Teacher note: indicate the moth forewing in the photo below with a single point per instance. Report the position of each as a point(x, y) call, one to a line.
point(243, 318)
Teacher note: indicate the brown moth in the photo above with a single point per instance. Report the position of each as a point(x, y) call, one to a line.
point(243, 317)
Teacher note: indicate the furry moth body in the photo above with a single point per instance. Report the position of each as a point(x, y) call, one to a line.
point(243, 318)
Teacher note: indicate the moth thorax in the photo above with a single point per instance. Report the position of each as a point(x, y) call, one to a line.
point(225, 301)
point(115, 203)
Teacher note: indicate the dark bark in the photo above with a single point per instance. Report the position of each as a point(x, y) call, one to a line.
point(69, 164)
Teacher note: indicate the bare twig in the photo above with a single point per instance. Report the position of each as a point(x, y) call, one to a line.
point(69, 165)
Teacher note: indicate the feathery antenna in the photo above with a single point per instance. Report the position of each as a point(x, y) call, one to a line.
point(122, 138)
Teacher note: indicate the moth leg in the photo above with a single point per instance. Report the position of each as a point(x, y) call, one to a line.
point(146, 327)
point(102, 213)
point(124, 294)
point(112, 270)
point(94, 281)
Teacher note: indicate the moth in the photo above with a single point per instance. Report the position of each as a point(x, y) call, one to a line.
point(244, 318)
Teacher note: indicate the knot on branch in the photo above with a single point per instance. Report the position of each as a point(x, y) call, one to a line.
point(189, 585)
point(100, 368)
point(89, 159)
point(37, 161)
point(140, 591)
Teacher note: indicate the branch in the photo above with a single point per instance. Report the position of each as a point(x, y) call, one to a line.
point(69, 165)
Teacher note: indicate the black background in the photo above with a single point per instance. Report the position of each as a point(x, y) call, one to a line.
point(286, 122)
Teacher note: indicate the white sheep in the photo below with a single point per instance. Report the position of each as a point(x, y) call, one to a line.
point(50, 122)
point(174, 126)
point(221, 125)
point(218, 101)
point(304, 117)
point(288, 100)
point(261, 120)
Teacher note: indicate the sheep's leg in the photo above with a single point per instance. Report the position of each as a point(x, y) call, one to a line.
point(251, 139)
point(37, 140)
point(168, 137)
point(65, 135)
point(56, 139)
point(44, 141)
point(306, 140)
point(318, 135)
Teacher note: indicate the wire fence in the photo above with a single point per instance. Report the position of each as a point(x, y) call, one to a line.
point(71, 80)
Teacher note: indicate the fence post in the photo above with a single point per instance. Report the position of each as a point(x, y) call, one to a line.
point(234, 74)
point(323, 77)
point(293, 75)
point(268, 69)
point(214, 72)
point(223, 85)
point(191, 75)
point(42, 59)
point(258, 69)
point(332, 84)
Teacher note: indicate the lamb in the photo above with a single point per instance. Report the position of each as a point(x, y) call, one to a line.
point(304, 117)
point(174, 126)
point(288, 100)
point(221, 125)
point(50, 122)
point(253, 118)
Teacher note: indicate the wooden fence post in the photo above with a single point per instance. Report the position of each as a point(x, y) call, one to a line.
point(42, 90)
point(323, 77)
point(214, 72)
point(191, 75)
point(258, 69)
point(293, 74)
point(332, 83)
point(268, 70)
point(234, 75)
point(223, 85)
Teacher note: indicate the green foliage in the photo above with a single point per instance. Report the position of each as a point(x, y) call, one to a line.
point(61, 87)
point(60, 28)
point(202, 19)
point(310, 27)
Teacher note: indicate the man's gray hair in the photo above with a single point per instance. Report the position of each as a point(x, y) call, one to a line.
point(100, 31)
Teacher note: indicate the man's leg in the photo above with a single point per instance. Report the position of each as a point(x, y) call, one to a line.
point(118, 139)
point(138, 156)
...
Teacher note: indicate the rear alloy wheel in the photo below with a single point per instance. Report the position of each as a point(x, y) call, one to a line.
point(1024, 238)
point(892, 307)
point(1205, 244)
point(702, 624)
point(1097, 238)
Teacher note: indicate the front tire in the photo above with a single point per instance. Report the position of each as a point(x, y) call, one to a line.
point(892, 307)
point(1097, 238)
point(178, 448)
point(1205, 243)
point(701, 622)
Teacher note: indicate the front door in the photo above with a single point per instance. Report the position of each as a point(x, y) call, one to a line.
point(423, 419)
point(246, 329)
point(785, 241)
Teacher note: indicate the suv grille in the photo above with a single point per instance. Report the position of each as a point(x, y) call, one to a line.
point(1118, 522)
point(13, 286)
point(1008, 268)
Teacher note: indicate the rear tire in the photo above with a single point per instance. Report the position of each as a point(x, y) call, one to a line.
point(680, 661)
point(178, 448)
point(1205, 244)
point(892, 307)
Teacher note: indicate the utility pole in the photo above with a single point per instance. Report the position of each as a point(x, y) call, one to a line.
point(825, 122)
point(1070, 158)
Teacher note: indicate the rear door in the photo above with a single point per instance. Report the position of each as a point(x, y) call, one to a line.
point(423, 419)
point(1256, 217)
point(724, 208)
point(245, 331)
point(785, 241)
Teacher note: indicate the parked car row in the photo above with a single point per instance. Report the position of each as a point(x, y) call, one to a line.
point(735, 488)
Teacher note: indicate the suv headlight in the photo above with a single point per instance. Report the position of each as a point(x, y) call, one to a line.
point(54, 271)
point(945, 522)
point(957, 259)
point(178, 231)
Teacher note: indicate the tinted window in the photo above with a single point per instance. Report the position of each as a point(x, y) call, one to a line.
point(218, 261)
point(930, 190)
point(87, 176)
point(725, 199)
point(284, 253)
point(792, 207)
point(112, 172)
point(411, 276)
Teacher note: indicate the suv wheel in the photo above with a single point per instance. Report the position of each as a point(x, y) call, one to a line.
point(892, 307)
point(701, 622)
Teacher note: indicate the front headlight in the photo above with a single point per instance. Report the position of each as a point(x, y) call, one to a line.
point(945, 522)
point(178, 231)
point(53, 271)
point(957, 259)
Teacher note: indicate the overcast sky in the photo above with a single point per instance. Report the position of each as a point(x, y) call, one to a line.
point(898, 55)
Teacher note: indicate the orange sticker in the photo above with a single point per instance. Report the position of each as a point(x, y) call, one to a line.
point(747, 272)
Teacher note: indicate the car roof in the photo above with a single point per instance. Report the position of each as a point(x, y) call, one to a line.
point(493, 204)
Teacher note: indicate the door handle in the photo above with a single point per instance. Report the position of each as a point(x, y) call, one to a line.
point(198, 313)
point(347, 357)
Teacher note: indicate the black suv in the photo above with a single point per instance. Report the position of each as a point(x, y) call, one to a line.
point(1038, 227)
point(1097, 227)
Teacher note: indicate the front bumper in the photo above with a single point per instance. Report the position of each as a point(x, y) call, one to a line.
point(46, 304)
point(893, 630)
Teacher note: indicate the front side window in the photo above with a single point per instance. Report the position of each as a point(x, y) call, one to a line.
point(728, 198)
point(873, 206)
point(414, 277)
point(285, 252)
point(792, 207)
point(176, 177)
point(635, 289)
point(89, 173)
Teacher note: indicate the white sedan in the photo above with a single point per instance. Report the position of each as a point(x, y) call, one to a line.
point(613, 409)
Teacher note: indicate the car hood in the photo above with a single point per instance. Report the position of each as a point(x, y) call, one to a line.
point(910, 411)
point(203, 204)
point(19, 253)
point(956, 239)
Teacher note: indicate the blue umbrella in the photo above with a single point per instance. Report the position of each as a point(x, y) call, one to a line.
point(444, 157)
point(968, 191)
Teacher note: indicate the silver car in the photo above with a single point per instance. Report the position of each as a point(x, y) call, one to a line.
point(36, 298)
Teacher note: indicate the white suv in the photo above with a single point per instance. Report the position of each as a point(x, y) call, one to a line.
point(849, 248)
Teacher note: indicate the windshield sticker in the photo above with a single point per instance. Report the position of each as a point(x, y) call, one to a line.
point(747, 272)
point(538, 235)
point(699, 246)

• **Consegna**:
Riscrivi le righe dalla riga con "Teacher note: indicate the overcast" alla riga con "point(347, 357)", sostituendo "Teacher note" con "Instructor note" e lasciando invariato tutto il resto.

• **Risultato**:
Instructor note: indicate the overcast sky in the photo above with a single point per instance. Report the position of each as a point(x, y) call, one to a line.
point(898, 55)
Instructor note: indicate the orange sticker in the photo above with a single point per instance. Report the position of each as a point(x, y) call, one to a line.
point(747, 272)
Instructor note: indicate the car roof in the photo above with a single point per instance. Report the position of each as a point(x, y) call, one to a line.
point(493, 204)
Instructor note: indicate the door handle in the photo above with a single point per instance. Report the position of each as a point(x, y) call, one to a line.
point(198, 313)
point(347, 357)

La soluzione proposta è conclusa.